Task details → The records below are to be transcribed exactly as they appear.

──────── Records to process

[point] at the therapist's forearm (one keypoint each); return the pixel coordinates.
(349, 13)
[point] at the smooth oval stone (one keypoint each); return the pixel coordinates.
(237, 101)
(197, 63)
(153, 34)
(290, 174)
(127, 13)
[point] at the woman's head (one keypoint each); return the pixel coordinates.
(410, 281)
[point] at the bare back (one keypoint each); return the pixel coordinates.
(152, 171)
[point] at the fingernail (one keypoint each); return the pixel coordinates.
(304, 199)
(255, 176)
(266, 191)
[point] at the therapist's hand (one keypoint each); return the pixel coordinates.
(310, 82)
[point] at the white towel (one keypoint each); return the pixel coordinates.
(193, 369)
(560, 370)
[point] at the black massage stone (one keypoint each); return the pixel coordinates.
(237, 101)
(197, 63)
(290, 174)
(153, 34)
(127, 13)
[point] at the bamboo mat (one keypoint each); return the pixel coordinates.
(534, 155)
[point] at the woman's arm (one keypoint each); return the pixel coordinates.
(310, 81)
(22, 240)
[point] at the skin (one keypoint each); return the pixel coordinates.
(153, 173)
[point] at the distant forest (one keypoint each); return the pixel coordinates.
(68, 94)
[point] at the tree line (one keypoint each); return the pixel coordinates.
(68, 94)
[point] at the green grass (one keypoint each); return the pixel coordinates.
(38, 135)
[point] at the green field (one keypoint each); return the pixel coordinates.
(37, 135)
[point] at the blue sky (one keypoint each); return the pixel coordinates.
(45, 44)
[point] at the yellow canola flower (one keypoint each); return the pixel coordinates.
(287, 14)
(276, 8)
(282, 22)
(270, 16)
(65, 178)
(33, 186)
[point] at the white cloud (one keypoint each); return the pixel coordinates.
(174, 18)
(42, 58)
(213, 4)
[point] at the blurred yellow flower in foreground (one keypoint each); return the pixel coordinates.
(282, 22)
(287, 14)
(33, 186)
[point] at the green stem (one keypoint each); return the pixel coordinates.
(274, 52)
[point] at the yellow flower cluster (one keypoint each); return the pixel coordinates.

────────────────

Task solution →
[point] at the therapist's forearm (one keypoint each); return the pixel coordinates.
(349, 13)
[point] at the smooth oval stone (one keypoint each); return the pixel coordinates.
(237, 101)
(197, 63)
(153, 34)
(290, 174)
(127, 13)
[point] at the woman's head (one keypoint each); return the pixel coordinates.
(410, 281)
[point] at the bare back (one keypoint each); return the pixel coordinates.
(152, 171)
[point] at the fingernail (one keypoint each); return the pixel coordinates.
(304, 199)
(255, 176)
(266, 191)
[point] at the therapist's hand (one keypoint each); return the pixel coordinates.
(310, 82)
[point] at the white towel (one keypoint each); return the pixel coordinates.
(193, 369)
(560, 370)
[point] at the black massage stone (one keypoint each); return the pixel coordinates.
(237, 101)
(197, 63)
(290, 174)
(153, 34)
(127, 13)
[point] at the bamboo mat (one keypoint each); return the pixel coordinates.
(534, 155)
[point] at the woman's arm (one keypoint each); return the pixel coordinates.
(310, 81)
(22, 240)
[point] at the skin (one keypoint each); return the pixel coordinates.
(153, 173)
[point] at the distant forest (one keypoint each); return the pixel coordinates.
(68, 94)
[point] at the tree line (one keypoint each); return the pixel coordinates.
(68, 94)
[point] at the green grass (one keypoint each); return the pixel coordinates.
(38, 135)
[point] at the green field (one keypoint each); return the pixel coordinates.
(37, 135)
[point] at the blue sky (one keypoint each); return the pixel coordinates.
(45, 44)
[point] at the yellow canola flower (one keypoint each); return the pixel coordinates.
(287, 14)
(276, 8)
(282, 22)
(270, 16)
(65, 178)
(33, 186)
[point] at the white cloud (one keypoint each); return the pixel coordinates.
(174, 18)
(42, 58)
(213, 4)
[point] at the blurred yellow flower in foreground (one keypoint each); return the pixel coordinates.
(282, 22)
(287, 14)
(33, 186)
[point] at the green stem (one keypoint each); return the pixel coordinates.
(274, 52)
[point] at the yellow flower cluster (one keypoint each); return the pixel coordinates.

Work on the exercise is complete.